Work to complete:
1. According to the forum thread, on what date did dino_jr_ start the discussion?
2. Reproduce the forum thread word for word from "1. dino_jr_" to "him about effects.".

Supplied text:
Discussion in 'Effects [BG]' started by dino_jr_, Apr 7, 2005.

  1. dino_jr_


    Jun 6, 2003
    I don't know if you guys have heard this before, but a session player i had a talk with yesterday came out with this after a friend asked him about effects.

    "get rid of them all, sit with your instrument, and when you feel you can play absolutely anything you like, when you feel that you can speak any given phrase in the language of music, then you'll be ready to give it an accent!".

    I know some may disagree with this, for example when a song needs something, then there's sometimes no easier option but to stomp on your muff, but it's thought provoking nothenless.

  2. tplyons


    Apr 6, 2003
    Madison, NJ
    For the most part I agree, especially for practice, however gigging and recording it's almost necessary sometimes to have such tools at your fingertips. I usually keep it pretty basic: overdrive/distortion, wah and a flanger anc chorus.

    Just a fair warning. These threads tend to get out of hand, so I'll be watching it closely. The second anyone breaks a rule, the thread is closed. Simple.
  3. Way overstated IMO, but with a nugget of sense. Nobody ever learns to speak every given phrase in the language of music (whatever that is), so that's kind of a pointless and dumb criterion. If you're waiting for that to happen, you'll be waiting till the end of time.

Data shown:
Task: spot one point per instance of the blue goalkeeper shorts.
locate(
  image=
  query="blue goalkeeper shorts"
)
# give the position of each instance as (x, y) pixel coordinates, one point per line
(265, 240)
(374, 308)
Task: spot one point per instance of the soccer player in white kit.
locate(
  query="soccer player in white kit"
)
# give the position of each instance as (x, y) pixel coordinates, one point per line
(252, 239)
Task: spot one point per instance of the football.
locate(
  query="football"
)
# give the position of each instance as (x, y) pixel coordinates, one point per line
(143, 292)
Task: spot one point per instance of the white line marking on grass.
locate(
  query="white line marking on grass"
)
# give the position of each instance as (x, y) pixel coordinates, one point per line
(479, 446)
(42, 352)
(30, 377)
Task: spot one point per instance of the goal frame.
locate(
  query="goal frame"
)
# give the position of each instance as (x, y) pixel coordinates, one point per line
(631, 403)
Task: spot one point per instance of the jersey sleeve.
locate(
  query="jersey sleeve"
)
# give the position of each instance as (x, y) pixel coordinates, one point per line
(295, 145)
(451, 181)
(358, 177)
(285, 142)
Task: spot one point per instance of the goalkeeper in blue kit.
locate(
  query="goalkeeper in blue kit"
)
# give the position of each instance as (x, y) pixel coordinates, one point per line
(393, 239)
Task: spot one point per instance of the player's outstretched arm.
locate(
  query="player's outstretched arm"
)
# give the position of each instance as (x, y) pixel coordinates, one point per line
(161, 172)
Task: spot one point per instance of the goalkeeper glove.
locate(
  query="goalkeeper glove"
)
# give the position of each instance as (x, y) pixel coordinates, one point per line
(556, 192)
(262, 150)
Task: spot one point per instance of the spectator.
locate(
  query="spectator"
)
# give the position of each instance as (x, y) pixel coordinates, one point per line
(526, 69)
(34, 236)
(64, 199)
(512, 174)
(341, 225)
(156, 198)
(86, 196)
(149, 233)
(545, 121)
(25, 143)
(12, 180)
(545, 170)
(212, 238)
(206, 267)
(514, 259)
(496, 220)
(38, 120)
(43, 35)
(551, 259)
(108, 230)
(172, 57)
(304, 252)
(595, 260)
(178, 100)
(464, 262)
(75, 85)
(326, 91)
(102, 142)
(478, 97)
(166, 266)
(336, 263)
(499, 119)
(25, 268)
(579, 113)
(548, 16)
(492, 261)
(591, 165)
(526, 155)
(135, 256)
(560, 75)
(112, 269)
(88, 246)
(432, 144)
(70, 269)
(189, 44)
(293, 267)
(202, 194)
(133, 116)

Task-by-task answers:
1. Apr 7, 2005

2.
1. dino_jr_


    Jun 6, 2003
    I don't know if you guys have heard this before, but a session player i had a talk with yesterday came out with this after a friend asked him about effects.